DESCRIPTION OF THE TASK. Filter the listing below down to the lines that contain the word "shirt", and copy each of those lines.

>> Start

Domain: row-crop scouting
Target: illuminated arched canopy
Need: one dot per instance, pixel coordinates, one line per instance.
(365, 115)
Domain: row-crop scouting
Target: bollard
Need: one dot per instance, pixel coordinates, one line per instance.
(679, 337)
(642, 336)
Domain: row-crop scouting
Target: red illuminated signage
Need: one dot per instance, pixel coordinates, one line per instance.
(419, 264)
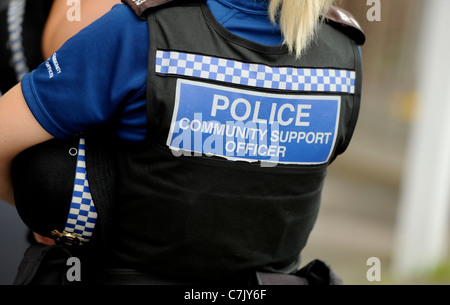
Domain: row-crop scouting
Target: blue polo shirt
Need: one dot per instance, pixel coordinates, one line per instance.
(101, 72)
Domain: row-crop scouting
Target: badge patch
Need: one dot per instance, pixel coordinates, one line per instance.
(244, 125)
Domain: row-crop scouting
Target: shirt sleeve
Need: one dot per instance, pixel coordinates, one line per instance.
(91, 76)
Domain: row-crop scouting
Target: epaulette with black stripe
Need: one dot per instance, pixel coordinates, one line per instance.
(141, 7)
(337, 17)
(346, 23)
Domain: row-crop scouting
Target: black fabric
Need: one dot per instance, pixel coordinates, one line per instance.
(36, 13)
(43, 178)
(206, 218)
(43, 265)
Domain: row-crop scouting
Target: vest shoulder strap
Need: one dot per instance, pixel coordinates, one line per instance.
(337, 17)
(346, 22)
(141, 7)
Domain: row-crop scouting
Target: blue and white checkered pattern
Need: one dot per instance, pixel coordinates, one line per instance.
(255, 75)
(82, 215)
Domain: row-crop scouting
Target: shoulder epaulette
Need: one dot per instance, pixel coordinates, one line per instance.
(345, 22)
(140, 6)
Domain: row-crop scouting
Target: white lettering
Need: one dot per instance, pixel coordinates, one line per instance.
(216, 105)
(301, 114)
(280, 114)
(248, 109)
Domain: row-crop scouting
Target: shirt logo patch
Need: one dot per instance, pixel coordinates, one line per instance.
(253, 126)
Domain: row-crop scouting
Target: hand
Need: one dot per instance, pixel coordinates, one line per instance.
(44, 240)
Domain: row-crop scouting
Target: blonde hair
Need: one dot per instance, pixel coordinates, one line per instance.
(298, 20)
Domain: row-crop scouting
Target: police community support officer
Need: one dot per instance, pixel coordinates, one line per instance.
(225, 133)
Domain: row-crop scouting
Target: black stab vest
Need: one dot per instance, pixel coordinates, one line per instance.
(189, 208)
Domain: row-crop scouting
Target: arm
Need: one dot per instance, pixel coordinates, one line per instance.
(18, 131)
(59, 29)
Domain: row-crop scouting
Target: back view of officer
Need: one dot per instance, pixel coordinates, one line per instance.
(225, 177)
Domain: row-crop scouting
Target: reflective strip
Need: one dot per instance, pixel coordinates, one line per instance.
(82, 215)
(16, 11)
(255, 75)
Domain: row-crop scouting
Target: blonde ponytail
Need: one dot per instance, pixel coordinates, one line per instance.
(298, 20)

>> End
>> Start

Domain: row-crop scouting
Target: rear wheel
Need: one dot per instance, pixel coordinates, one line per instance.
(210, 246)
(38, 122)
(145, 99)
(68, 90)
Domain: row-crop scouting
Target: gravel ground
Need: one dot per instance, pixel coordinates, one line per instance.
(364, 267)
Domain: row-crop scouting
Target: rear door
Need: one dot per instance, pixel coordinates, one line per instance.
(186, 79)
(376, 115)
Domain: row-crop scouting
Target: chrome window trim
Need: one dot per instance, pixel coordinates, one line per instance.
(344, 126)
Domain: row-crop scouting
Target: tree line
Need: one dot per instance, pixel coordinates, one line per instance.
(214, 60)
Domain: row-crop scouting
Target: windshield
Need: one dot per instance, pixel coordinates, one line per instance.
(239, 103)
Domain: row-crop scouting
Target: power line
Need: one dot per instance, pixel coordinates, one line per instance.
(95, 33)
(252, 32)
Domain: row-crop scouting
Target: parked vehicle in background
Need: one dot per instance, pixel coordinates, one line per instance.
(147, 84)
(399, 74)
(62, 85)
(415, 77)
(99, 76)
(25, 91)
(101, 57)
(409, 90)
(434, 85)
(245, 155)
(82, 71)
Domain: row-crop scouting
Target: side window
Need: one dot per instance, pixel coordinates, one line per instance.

>> End

RESPONSE FOR THIS EXERCISE.
Target: blue polo shirt
Target: shirt sleeve
Target: shirt logo patch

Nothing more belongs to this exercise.